[INSTRUCTIONS TO FOLLOW]
Reproduce exactly the line with "Spot the green stem" and the lines after it. Stop at the last line of the data and include nothing else.

[TASK INPUT]
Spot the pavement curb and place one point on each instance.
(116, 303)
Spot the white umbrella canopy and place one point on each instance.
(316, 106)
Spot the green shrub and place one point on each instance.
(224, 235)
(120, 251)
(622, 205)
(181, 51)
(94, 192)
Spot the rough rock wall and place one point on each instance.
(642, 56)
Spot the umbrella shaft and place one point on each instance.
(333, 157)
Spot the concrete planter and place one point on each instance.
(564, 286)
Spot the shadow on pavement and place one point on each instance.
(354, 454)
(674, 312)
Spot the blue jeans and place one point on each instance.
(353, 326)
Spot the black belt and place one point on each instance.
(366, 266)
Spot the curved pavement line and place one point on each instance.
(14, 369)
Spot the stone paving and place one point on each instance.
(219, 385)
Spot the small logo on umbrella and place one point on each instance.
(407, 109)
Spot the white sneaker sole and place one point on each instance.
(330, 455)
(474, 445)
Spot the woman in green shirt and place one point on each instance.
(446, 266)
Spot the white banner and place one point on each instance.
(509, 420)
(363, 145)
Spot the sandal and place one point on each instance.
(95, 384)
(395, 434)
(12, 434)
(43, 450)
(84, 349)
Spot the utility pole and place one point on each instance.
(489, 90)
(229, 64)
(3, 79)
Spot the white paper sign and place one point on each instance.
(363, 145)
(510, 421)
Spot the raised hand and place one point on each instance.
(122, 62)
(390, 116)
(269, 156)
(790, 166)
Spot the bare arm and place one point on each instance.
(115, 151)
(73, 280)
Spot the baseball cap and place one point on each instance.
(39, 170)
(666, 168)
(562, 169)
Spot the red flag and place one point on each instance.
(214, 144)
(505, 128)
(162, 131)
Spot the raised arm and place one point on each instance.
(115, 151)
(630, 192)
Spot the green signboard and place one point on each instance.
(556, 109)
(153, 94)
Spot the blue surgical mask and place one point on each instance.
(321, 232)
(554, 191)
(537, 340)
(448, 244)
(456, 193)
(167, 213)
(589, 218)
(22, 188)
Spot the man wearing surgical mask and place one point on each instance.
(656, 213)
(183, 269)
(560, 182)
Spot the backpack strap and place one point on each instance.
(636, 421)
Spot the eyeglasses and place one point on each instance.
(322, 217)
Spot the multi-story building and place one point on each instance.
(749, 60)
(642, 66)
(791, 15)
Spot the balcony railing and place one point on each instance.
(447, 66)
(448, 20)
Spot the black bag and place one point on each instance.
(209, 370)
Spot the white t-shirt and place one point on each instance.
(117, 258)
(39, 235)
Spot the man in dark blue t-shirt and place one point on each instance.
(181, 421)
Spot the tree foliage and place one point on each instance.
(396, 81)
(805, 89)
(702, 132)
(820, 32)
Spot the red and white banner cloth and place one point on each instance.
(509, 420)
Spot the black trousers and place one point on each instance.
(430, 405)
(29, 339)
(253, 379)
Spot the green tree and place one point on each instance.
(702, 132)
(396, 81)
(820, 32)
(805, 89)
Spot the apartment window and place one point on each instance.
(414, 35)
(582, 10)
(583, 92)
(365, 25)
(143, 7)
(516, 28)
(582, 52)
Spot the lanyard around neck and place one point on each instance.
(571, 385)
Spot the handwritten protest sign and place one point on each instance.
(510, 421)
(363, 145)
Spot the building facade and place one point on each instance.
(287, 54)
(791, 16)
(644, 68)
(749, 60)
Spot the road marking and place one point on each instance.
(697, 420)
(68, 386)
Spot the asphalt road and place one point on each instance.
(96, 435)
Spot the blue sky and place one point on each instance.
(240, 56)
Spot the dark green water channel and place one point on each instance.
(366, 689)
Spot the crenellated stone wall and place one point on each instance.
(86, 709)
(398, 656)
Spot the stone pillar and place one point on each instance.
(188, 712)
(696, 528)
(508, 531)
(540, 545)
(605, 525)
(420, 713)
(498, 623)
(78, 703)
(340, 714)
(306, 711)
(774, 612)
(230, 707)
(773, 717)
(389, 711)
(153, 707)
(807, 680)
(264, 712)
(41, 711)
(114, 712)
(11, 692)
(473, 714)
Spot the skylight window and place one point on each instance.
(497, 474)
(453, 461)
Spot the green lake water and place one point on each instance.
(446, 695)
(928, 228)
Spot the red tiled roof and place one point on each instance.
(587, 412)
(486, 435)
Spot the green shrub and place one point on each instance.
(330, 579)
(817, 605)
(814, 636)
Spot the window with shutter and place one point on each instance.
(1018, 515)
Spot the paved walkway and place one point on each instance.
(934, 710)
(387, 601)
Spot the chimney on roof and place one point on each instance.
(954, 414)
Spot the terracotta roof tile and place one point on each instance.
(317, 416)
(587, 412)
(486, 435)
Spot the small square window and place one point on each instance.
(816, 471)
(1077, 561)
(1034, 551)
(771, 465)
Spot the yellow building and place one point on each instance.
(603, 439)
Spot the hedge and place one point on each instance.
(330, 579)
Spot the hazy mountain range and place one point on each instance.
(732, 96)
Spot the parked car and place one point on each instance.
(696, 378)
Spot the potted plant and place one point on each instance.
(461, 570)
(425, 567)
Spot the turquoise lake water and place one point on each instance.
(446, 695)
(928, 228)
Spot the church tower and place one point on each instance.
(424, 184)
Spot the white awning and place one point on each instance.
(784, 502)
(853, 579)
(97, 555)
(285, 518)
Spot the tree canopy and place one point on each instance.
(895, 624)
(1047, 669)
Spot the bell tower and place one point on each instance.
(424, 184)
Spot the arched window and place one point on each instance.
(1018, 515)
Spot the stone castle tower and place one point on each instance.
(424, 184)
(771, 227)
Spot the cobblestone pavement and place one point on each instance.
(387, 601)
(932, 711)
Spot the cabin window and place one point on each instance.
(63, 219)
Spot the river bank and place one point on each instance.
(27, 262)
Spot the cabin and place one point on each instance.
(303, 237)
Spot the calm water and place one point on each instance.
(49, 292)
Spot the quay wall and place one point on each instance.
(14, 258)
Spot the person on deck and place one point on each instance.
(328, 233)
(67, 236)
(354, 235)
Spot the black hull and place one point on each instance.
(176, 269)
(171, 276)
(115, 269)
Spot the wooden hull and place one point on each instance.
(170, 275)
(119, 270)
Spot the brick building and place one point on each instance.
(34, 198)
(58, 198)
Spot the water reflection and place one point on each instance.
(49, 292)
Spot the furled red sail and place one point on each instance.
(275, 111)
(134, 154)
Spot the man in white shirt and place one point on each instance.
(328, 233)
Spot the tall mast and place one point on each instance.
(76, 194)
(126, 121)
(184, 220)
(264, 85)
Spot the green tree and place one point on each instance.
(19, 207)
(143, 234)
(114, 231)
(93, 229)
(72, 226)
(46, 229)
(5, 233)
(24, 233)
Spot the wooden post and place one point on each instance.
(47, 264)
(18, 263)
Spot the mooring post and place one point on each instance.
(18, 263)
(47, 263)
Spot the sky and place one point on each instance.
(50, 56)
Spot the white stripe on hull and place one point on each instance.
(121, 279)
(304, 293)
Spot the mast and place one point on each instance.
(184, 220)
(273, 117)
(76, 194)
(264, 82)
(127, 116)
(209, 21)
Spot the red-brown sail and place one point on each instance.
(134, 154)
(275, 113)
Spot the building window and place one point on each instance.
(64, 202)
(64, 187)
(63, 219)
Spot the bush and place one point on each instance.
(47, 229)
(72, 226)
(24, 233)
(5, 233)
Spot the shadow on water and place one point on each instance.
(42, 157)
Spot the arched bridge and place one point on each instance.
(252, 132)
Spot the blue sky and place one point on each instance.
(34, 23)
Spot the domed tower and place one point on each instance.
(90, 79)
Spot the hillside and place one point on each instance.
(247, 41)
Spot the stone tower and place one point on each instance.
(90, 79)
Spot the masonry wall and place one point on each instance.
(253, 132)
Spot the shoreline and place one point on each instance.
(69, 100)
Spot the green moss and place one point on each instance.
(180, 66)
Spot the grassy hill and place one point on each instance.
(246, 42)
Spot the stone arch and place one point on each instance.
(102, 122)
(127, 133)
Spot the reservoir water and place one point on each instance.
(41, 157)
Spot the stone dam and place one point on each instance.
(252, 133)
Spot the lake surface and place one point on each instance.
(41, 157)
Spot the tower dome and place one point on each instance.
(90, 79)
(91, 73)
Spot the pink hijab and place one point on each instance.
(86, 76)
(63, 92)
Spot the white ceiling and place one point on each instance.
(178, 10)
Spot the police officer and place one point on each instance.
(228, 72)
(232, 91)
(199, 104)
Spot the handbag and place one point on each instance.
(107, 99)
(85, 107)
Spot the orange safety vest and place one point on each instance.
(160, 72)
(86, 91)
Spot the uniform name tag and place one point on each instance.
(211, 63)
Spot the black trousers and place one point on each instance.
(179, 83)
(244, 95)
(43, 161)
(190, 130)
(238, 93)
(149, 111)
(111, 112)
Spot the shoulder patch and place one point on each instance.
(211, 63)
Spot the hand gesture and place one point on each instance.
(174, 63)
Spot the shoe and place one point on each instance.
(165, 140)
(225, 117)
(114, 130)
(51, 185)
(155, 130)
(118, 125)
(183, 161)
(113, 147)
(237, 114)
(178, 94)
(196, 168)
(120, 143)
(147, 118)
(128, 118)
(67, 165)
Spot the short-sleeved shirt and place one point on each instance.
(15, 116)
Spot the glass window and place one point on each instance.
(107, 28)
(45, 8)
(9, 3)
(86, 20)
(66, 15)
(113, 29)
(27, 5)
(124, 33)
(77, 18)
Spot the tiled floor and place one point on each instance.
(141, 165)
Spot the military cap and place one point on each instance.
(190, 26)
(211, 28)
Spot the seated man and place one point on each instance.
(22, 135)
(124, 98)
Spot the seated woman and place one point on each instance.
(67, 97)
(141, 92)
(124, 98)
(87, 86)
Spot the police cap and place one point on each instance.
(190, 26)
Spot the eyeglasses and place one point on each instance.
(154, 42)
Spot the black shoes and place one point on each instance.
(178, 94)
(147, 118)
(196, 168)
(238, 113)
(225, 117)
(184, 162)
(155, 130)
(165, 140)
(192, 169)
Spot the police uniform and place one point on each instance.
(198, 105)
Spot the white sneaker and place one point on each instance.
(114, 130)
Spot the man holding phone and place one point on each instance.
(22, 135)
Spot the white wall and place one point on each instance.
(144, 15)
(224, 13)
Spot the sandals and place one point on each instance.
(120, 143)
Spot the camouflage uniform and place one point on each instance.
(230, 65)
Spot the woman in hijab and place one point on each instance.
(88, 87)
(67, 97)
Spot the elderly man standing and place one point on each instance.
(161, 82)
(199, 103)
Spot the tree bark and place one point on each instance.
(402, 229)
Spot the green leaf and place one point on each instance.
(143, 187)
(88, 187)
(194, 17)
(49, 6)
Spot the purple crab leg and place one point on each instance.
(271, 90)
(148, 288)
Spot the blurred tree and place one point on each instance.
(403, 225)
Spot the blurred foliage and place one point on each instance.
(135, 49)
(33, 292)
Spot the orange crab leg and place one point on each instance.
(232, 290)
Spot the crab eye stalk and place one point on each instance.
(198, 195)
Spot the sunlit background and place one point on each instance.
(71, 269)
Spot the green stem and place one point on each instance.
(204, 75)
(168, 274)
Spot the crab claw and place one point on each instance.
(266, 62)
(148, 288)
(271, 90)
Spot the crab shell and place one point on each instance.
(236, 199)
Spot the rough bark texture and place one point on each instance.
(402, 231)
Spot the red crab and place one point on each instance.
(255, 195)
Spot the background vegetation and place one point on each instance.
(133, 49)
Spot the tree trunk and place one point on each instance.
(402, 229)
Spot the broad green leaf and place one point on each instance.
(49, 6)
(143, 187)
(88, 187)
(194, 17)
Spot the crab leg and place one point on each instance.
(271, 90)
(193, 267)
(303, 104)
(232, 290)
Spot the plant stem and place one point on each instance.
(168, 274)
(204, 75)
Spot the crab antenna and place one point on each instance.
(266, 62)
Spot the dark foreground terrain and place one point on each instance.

[TASK RESPONSE]
Spot the green stem and place one point on each instance.
(204, 75)
(168, 274)
Spot the crab claw and place one point on each instance.
(266, 62)
(148, 288)
(271, 90)
Spot the crab shell and place one point on each instance.
(236, 199)
Spot the rough bark texture and place one point on each instance.
(402, 231)
Spot the red crab and place one point on each instance.
(255, 195)
Spot the background vegetation and place one point on each instance.
(133, 49)
Spot the tree trunk and place one point on each instance.
(402, 229)
Spot the broad green leaf and place one point on each instance.
(49, 6)
(143, 187)
(88, 187)
(194, 17)
Spot the crab leg and place one point on each instance.
(271, 90)
(193, 267)
(303, 104)
(232, 290)
Spot the plant stem and place one point on each instance.
(168, 274)
(204, 75)
Spot the crab antenna and place one point on each instance.
(266, 62)
Spot the dark foreground terrain and place one point on each instance.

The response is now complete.